Exercise details:
Exactly reproduce the line that contains "written like [558,553]." and all lines after it in the entries below, through the very last line.

BEGIN Exercise input

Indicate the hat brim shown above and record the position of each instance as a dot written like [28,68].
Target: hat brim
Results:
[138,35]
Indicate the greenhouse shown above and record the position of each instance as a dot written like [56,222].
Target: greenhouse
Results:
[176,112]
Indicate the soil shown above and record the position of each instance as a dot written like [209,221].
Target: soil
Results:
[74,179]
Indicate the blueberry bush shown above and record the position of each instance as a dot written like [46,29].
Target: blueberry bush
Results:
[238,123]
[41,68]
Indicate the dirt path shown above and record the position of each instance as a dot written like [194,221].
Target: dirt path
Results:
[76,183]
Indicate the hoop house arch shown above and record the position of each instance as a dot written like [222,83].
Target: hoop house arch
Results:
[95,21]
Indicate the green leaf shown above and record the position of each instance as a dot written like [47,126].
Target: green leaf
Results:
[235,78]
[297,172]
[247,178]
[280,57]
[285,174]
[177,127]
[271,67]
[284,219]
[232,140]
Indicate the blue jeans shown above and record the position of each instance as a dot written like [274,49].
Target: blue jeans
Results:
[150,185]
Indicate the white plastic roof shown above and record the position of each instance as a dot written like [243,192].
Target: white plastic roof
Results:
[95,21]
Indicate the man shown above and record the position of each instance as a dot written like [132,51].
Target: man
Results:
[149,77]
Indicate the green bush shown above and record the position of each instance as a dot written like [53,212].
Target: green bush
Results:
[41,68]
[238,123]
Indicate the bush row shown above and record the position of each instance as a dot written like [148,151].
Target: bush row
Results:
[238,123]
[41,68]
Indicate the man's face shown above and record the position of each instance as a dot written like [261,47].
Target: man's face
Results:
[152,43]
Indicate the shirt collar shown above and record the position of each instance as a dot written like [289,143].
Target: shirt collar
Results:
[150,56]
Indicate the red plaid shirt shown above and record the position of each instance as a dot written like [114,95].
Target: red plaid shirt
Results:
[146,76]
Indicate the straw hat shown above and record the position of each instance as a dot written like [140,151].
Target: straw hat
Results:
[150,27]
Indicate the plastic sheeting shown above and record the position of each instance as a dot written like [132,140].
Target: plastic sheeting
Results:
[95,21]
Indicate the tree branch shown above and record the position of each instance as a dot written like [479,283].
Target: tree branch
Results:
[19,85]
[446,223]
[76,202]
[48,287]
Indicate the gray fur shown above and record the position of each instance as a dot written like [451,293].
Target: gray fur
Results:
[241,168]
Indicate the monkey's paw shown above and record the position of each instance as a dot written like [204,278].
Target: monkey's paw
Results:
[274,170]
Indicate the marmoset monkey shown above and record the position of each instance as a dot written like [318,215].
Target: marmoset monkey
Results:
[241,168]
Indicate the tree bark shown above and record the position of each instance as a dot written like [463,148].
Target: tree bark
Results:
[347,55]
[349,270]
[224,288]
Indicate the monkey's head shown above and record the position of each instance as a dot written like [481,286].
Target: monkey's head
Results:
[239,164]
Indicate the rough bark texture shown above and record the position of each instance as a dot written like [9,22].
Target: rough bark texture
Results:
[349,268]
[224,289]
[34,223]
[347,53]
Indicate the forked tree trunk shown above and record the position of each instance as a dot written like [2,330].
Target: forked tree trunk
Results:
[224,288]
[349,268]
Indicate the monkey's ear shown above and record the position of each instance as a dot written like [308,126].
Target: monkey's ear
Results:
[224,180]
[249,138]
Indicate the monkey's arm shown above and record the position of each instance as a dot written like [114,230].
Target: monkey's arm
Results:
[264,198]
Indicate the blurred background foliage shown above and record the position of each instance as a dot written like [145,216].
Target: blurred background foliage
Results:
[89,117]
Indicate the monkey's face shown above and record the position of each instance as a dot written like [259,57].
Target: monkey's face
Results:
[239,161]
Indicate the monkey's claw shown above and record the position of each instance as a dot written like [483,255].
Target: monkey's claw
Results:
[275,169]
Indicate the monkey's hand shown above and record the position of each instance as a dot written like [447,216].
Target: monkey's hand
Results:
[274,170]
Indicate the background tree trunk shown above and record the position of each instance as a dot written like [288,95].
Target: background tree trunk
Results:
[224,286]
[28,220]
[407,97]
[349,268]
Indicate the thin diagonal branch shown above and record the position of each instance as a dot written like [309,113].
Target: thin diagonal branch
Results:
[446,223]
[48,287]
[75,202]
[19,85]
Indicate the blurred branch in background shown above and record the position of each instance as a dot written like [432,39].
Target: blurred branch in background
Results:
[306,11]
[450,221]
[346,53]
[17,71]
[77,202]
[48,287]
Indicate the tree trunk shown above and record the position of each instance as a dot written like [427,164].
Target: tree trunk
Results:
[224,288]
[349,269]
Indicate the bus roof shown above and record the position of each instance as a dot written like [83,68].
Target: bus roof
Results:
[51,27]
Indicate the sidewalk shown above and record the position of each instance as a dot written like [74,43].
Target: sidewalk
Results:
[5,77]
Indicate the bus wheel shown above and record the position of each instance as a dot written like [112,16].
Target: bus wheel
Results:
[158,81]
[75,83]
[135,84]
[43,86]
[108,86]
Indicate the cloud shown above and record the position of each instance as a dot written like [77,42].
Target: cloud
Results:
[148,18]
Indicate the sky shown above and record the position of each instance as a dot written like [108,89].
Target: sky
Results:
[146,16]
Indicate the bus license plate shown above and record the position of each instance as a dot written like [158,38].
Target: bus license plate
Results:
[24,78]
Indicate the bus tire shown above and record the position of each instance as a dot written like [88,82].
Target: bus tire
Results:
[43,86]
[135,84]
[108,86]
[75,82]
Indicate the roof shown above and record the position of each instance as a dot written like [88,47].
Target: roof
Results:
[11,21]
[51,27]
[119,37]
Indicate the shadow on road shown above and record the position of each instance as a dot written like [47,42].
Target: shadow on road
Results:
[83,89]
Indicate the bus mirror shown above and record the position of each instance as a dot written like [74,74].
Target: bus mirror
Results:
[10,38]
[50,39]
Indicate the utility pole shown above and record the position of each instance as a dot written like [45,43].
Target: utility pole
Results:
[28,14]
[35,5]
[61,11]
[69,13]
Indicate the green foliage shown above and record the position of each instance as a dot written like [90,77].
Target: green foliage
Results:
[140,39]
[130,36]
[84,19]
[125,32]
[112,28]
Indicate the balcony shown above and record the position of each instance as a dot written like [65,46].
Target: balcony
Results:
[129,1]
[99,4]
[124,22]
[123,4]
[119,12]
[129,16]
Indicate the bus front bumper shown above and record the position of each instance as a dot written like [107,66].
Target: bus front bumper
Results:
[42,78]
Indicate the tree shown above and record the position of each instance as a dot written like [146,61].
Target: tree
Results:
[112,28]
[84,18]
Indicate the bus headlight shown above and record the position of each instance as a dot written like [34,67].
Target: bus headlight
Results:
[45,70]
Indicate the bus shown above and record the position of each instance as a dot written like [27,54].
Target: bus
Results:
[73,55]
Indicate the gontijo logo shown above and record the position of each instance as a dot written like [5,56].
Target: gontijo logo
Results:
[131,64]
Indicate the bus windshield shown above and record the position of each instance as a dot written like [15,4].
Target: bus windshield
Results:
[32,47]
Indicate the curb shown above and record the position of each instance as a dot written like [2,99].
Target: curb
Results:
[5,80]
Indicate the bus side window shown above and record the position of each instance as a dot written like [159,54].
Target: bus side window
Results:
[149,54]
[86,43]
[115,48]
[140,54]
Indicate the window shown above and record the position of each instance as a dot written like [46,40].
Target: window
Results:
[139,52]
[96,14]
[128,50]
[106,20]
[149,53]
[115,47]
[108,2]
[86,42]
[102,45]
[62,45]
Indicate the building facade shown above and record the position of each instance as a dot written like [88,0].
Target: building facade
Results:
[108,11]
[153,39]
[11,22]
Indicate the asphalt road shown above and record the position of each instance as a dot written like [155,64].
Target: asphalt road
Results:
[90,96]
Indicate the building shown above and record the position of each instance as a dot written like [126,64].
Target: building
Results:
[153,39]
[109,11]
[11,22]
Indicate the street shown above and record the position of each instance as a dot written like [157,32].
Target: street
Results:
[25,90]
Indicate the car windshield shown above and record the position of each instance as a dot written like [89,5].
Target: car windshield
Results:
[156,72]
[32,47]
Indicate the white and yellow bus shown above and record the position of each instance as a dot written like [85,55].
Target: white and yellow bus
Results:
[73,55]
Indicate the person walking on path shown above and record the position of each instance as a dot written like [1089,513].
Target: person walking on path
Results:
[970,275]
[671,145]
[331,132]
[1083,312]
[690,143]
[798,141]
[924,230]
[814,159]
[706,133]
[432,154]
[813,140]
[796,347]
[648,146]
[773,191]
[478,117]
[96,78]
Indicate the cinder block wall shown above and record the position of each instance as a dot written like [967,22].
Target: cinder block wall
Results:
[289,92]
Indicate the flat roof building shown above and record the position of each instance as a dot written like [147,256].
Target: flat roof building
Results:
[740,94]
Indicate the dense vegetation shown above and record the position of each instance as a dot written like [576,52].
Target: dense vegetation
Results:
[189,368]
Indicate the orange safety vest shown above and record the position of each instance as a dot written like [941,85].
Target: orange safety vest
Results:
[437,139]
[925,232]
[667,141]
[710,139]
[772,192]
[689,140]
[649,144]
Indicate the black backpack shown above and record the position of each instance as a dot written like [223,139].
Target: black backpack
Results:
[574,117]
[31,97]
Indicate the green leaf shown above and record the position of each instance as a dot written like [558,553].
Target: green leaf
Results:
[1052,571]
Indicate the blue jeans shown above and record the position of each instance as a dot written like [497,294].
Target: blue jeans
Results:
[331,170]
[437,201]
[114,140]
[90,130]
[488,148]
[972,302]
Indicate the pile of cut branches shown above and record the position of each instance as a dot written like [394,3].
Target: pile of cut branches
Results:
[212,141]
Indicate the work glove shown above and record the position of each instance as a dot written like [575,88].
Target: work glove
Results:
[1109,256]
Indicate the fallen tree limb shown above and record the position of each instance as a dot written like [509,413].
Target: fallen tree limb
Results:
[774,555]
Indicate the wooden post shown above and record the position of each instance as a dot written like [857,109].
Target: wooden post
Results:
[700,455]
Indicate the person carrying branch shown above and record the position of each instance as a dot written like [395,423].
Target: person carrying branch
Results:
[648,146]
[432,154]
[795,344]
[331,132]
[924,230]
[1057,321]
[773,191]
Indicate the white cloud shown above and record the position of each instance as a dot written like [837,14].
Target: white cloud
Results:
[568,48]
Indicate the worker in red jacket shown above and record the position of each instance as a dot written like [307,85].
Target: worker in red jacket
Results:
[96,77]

END Exercise input

Problem solution:
Indicate the green leaf shown above and record the position of each instance as a dot written like [558,553].
Target: green leaf
Results:
[1052,571]
Indicate the blue jeans shown above and record the position of each instance as a dot written like [497,294].
Target: blue jeans
Results:
[331,170]
[437,201]
[114,140]
[90,130]
[488,148]
[972,302]
Indicate the pile of cut branches shown above and record the position of each instance as a dot written like [394,3].
Target: pile of cut branches
Results:
[212,141]
Indicate the work glove shown above and record the position of each instance as a dot written like [575,88].
Target: work glove
Results:
[1109,256]
Indicate the fallen tree limb shown above and record the position of each instance as a dot written like [509,413].
Target: fallen tree limb
Results:
[774,555]
Indicate the wooden post shown above and record the position of each instance as a dot written like [857,109].
Target: wooden post
Results:
[700,455]
Indicate the person carrying branch shown above and record the position of each instance as a dot written like [395,423].
Target: person carrying branch
Results:
[648,146]
[432,154]
[795,344]
[331,132]
[924,230]
[1057,321]
[773,191]
Indicate the white cloud shown above and record the position of each instance as a dot written like [837,14].
Target: white cloud
Results:
[568,48]
Indicate the worker in red jacket shown above and record the position of each instance as a dot written like [307,85].
Target: worker in red jacket
Results:
[96,77]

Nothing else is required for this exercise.